### Selected excerpt
5 common ways people stigmatize mental illness
Many people unintentionally contribute to mental health stigmas. Here's how we can change that.
Katie Mcpherson Published: 5/30/2018
One in five adults in the U.S. experiences mental illness each year, so it’s likely you or someone you know will be affected by it in your lifetime. Unfortunately, the stigmas surrounding mental illness can keep many people from speaking up or seeking help, and make those who are diagnosed feel judged, weak or flawed.
“I have seen adolescents who didn’t want to go to school anymore because they were laughed at or because people didn’t want to associate with them,” said Blanche Williams, PhD, psychologist with Baptist Behavioral Health. “I’ve seen adults afraid to try new things for similar reasons. I think the main thing stigmas do is lower their self-esteem. It’s hard to think well of yourself if people reject you because you’ve been given a mental health diagnosis.”
1. Labelling someone based on their condition
When someone is diagnosed with a physical condition like arthritis or diabetes, it would be considered insensitive to call them an “arthritic” or a “diabetic.” People aren’t defined by their diseases. However, you’ve probably heard people calling others “schizophrenic,” “depressed” or “bipolar.”
“There is a tendency to characterize a whole human being in terms of a diagnosis, and that’s so unfair to a person,” said Dr. Williams. “Most people have some sort of medical illness every now and then and probably wouldn’t want to be known as the diabetic. There’s a big movement within the mental health community to get the public to stop using mental health diagnoses that way.”
2. Blaming tragedies on mental illness
After a mass shooting, authorities and media outlets seem to always focus on the mental health of the perpetrator. More often than not, they do so without knowing if the person has any history of mental illness. Drawing these connections between mental health and major tragedies feeds into the myth that people with mental illness are violent, dangerous or more likely to commit crimes.
“Then we get public discussions about mental illness that just are not accurate,” said Dr. Williams. In reality, people who live with mental health conditions are more likely to be the victims of violent crimes rather than the perpetrators. Fewer than 5 percent of gun-related killings are committed by someone diagnosed with a mental illness, according to a 2015 study.

### Dataset excerpt
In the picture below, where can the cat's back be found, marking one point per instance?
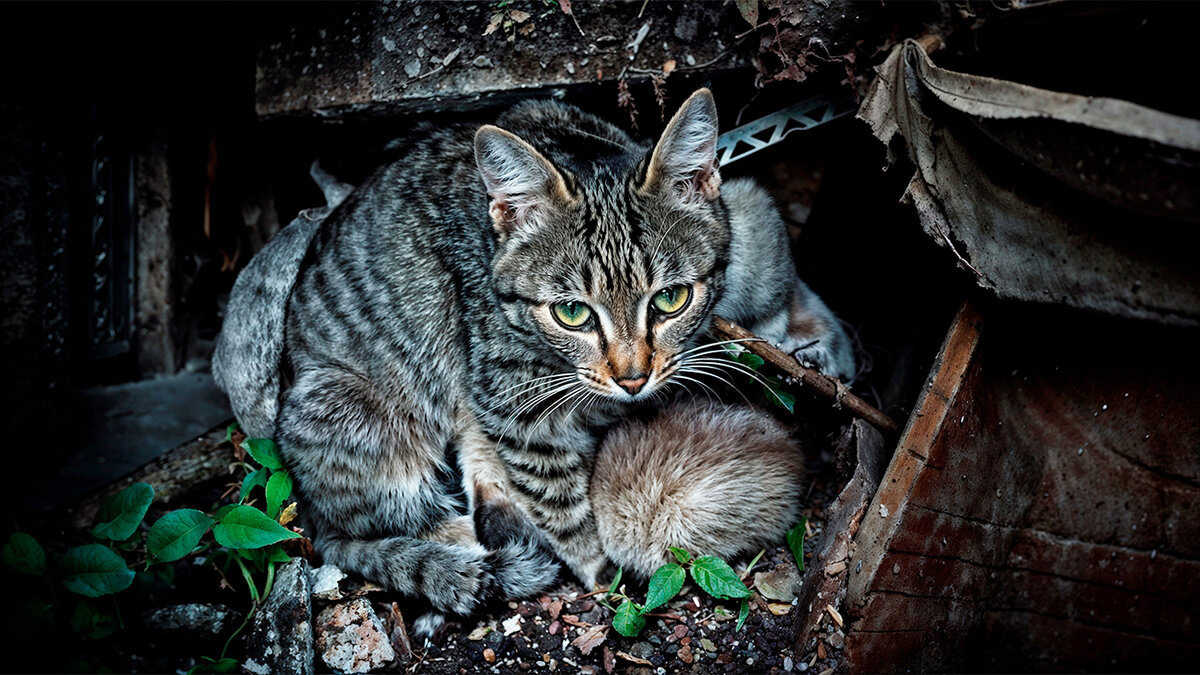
(382, 288)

### Directions
1. Reproduce the passage of the article on mental illness stigma from "2. Blaming tragedies" to "a 2015 study.".
2. Carry the article on mental illness stigma forward from its final sentence.
The lines have no connection to the article on mental illness stigma.

### Answer list
1.
2. Blaming tragedies on mental illness
After a mass shooting, authorities and media outlets seem to always focus on the mental health of the perpetrator. More often than not, they do so without knowing if the person has any history of mental illness. Drawing these connections between mental health and major tragedies feeds into the myth that people with mental illness are violent, dangerous or more likely to commit crimes.
“Then we get public discussions about mental illness that just are not accurate,” said Dr. Williams. In reality, people who live with mental health conditions are more likely to be the victims of violent crimes rather than the perpetrators. Fewer than 5 percent of gun-related killings are committed by someone diagnosed with a mental illness, according to a 2015 study.

2.
3. Using terms like depressed and OCD to describe normal feelings
We all have tough days, but when we use clinical diagnoses to describe our feelings, it can minimize how difficult those conditions are for those who live with them.
“Over the years as different diagnoses have become more well-known to the public, what these conditions really mean doesn’t keep up with the awareness of the name,” explained Dr. Williams.
For example, if you like things neat and tidy, describing yourself as OCD minimizes the impact obsessive- compulsive disorder can have on someone’s quality of life. Saying you’re depressed because you finished the last episode of your latest binge-watching show discounts the fact that those with depression can experience debilitating symptoms.
“When we talk that way, it trivializes the mental illness, and makes it into something that can become a joke. The impact of a joke on a person who really does have an illness could be serious,” said Dr. Williams.
4. Judging or teasing someone for abnormal behavior
Dr. Williams shared examples of her patients being made fun of for their symptoms.
“People with mental illness can be mocked for, for example, hearing things that aren’t there. People would make fun of that and say ‘Oh, he’s just hearing voices again’ or ‘Can you hear me now?’ Sometimes people will put those who are anxious in bad situations by saying ‘It’s crazy to be afraid of small spaces’ and then taking them to a small space to see how they’ll act. If the person really has that phobia, it can cause a major problem.”
Dr. Williams pointed out that you wouldn’t joke about someone’s physical illness, and the same should apply to mental illness.
“Mocking someone for their symptoms — and that can go for someone with a physical illness as well — just goes against everything we know about how to treat people well,” said Dr. Williams.
5. Referring to people with mental illness as crazy or psycho
The last thing someone living with mental illness needs is to be put down for their condition.
“People with mental illness are sometimes thought of as crazy or insane. Any time we are put into a category based on just a piece of who we are, and placed in that category from a negative perspective, it affects our self-esteem. It makes us feel alienated, and can sometimes make our symptoms worse,” said Dr. Williams.
How do we change?
If you’ve done any of these things, you’re not alone — we’ve all made these mistakes. Dr. Williams says the best way to change these behaviors is to apply the Golden Rule: treat others as we would want to be treated.
“The very best thing is to think, ‘How would I respond if someone did this to me? What if someone took one of my behaviors and made fun of me for it?’ We have to develop empathy,” she said.
She also suggested that people take note of accurate representations of mental illness in pop culture, like Silver Linings Playbook, one of her favorite movies depicting mental health.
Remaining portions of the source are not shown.